| Exercise details |
Please replace "along its edge" with "around its boundary" throughout the lines below, and give them back with nothing else changed.

>> BEGIN Given records

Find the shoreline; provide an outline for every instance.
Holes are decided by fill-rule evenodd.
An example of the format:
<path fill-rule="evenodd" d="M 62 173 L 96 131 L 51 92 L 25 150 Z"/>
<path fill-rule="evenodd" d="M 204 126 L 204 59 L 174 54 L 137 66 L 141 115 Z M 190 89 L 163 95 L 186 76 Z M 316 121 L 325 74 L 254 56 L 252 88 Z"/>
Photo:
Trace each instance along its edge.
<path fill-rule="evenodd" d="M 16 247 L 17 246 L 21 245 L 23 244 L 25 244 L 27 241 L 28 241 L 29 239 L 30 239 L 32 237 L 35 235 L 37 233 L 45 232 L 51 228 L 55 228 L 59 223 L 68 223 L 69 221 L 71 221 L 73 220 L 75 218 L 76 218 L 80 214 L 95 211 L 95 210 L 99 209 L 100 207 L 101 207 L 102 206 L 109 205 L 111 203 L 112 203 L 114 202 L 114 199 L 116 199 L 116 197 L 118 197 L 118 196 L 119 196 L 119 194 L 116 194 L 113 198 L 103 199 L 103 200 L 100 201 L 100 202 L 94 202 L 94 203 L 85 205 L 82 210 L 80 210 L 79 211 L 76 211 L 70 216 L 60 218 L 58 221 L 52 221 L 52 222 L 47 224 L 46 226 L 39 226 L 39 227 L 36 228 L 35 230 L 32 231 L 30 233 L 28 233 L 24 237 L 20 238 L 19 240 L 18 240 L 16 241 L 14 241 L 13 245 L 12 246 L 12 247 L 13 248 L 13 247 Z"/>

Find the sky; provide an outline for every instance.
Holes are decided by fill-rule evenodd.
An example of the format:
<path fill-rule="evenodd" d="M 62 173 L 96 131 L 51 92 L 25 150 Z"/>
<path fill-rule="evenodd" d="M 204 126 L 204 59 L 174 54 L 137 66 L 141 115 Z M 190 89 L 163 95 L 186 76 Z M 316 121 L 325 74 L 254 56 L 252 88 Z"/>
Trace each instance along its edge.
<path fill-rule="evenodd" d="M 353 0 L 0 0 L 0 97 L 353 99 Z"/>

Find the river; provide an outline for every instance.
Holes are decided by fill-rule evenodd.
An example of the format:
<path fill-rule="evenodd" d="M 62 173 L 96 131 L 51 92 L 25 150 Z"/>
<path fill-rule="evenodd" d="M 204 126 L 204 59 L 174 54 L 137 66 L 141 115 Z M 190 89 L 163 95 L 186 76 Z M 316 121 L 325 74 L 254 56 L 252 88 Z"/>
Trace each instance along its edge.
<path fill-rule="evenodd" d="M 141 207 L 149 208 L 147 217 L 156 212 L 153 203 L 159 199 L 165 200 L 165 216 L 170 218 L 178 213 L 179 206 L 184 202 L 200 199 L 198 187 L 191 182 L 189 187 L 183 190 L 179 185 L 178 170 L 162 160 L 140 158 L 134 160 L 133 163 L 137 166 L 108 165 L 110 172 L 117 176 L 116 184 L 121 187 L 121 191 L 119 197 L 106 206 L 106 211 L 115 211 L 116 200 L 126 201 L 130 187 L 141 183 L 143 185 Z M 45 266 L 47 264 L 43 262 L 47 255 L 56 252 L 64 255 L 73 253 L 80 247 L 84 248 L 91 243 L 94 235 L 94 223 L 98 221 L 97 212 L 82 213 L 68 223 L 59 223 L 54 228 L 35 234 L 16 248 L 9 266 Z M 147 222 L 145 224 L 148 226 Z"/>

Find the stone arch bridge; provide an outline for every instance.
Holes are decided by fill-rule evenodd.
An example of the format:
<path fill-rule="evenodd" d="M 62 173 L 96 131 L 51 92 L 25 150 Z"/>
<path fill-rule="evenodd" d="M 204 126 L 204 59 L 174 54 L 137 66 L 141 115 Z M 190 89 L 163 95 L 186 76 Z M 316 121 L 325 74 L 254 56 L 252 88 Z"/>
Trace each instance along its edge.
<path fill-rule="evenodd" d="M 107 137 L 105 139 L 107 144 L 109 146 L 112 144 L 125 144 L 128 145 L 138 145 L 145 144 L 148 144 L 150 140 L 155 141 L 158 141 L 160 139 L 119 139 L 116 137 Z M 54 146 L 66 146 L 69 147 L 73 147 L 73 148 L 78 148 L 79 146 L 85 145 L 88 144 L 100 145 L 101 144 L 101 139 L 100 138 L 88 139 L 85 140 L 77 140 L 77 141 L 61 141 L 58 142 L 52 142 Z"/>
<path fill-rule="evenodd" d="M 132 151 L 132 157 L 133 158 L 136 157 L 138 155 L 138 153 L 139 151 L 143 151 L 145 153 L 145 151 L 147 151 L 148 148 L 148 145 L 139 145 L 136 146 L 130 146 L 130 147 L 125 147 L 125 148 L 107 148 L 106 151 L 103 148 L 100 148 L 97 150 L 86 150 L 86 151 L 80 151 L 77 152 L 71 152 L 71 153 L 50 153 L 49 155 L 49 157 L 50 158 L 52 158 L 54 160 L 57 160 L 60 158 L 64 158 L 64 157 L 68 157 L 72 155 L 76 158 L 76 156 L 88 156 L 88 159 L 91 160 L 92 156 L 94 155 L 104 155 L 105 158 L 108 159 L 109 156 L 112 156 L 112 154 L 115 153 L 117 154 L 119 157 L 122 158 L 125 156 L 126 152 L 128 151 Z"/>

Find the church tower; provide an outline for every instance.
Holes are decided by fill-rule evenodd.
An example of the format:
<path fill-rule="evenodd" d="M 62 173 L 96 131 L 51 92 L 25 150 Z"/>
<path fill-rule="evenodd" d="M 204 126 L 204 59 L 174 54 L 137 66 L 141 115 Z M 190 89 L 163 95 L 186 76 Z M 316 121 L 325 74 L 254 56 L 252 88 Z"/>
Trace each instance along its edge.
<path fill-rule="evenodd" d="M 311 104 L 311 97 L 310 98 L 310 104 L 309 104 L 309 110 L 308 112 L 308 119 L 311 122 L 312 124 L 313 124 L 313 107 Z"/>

>> END Given records

| Response for this exercise |
Find the shoreline; provide an outline for every instance.
Holes are decided by fill-rule evenodd.
An example of the format:
<path fill-rule="evenodd" d="M 62 173 L 96 131 L 51 92 L 25 150 Z"/>
<path fill-rule="evenodd" d="M 204 126 L 204 59 L 174 54 L 137 66 L 141 115 Z M 190 89 L 163 95 L 186 76 Z M 316 121 L 325 74 L 254 56 L 252 88 Z"/>
Photo:
Trace each instance around its boundary.
<path fill-rule="evenodd" d="M 16 247 L 17 246 L 21 245 L 23 244 L 25 244 L 27 241 L 28 241 L 29 239 L 30 239 L 32 237 L 35 235 L 37 233 L 45 232 L 51 228 L 55 228 L 59 223 L 68 223 L 69 221 L 71 221 L 73 220 L 75 218 L 76 218 L 80 214 L 95 211 L 95 210 L 99 209 L 100 207 L 101 207 L 102 206 L 109 205 L 111 203 L 112 203 L 114 202 L 114 199 L 116 199 L 116 197 L 118 197 L 118 196 L 119 196 L 119 194 L 116 194 L 113 198 L 103 199 L 103 200 L 100 201 L 100 202 L 94 202 L 94 203 L 85 205 L 82 210 L 80 210 L 79 211 L 76 211 L 70 216 L 60 218 L 58 221 L 52 221 L 52 222 L 47 224 L 46 226 L 39 226 L 39 227 L 36 228 L 35 230 L 32 231 L 30 233 L 28 233 L 24 237 L 20 238 L 19 240 L 18 240 L 16 241 L 14 241 L 13 245 L 12 246 L 12 247 L 13 248 L 13 247 Z"/>

Find the sky; provide an outline for every instance.
Holes are decided by fill-rule evenodd.
An example of the format:
<path fill-rule="evenodd" d="M 62 173 L 96 131 L 51 92 L 25 150 Z"/>
<path fill-rule="evenodd" d="M 204 126 L 204 59 L 174 54 L 137 66 L 141 115 Z M 190 89 L 163 95 L 186 76 Z M 316 121 L 325 74 L 254 56 L 252 88 Z"/>
Trace each instance around its boundary.
<path fill-rule="evenodd" d="M 353 0 L 0 0 L 0 97 L 353 99 Z"/>

Find the river; provide an outline for every instance.
Holes are decided by fill-rule evenodd.
An example of the format:
<path fill-rule="evenodd" d="M 62 173 L 96 131 L 51 92 L 25 150 Z"/>
<path fill-rule="evenodd" d="M 204 126 L 204 59 L 174 54 L 137 66 L 141 115 Z M 190 89 L 163 95 L 186 76 Z M 316 121 L 325 74 L 254 56 L 252 88 Z"/>
Trace each instance around its boundary.
<path fill-rule="evenodd" d="M 141 207 L 149 208 L 147 217 L 156 212 L 153 203 L 159 199 L 165 200 L 165 216 L 170 218 L 178 213 L 179 206 L 184 202 L 200 199 L 198 187 L 191 182 L 189 187 L 183 190 L 179 185 L 178 170 L 162 160 L 140 158 L 134 160 L 133 163 L 137 166 L 108 165 L 110 172 L 117 176 L 116 184 L 121 187 L 121 191 L 119 197 L 106 206 L 106 211 L 115 211 L 116 200 L 126 201 L 130 187 L 141 183 L 143 185 Z M 45 266 L 47 264 L 43 262 L 47 255 L 56 252 L 64 255 L 73 253 L 80 247 L 84 248 L 91 243 L 94 235 L 94 223 L 98 221 L 97 212 L 82 213 L 68 223 L 59 223 L 54 228 L 35 234 L 16 248 L 9 266 Z M 147 222 L 145 224 L 148 226 Z"/>

Find the stone arch bridge; provide an outline for every instance.
Holes are decided by fill-rule evenodd.
An example of the format:
<path fill-rule="evenodd" d="M 62 173 L 96 131 L 51 92 L 25 150 Z"/>
<path fill-rule="evenodd" d="M 204 126 L 204 59 L 174 54 L 137 66 L 141 115 Z M 190 89 L 163 95 L 186 76 Z M 316 121 L 325 74 L 254 56 L 252 88 Z"/>
Trace each instance around its boundary.
<path fill-rule="evenodd" d="M 107 137 L 105 139 L 107 144 L 109 146 L 112 144 L 125 144 L 128 145 L 138 145 L 145 144 L 148 144 L 150 140 L 155 141 L 158 141 L 160 139 L 119 139 L 116 137 Z M 54 146 L 66 146 L 69 147 L 73 147 L 73 148 L 78 148 L 79 146 L 85 145 L 88 144 L 100 145 L 101 144 L 101 139 L 100 138 L 88 139 L 85 140 L 77 140 L 77 141 L 61 141 L 58 142 L 52 142 Z"/>
<path fill-rule="evenodd" d="M 132 151 L 132 157 L 133 158 L 136 157 L 138 155 L 138 153 L 139 151 L 143 151 L 145 153 L 145 151 L 147 151 L 148 148 L 148 145 L 139 145 L 136 146 L 130 146 L 130 147 L 125 147 L 125 148 L 107 148 L 106 151 L 103 148 L 100 148 L 97 150 L 86 150 L 86 151 L 80 151 L 77 152 L 71 152 L 71 153 L 50 153 L 49 155 L 49 157 L 50 158 L 52 158 L 54 160 L 57 160 L 60 158 L 64 158 L 64 157 L 68 157 L 72 155 L 76 158 L 76 156 L 88 156 L 88 159 L 91 160 L 92 156 L 94 155 L 104 155 L 105 158 L 108 159 L 109 156 L 112 156 L 112 154 L 115 153 L 117 154 L 119 157 L 122 158 L 125 156 L 126 152 L 128 151 Z"/>

Find the church tower; provide an outline for every instance.
Holes are decided by fill-rule evenodd.
An example of the format:
<path fill-rule="evenodd" d="M 62 173 L 96 131 L 51 92 L 25 150 Z"/>
<path fill-rule="evenodd" d="M 204 126 L 204 59 L 174 54 L 137 66 L 141 115 Z M 190 89 L 163 95 L 186 76 Z M 316 121 L 325 74 L 254 56 L 252 88 Z"/>
Trace each instance around its boundary.
<path fill-rule="evenodd" d="M 311 104 L 311 97 L 310 98 L 310 104 L 309 104 L 309 110 L 308 112 L 308 119 L 311 122 L 312 124 L 313 124 L 313 107 Z"/>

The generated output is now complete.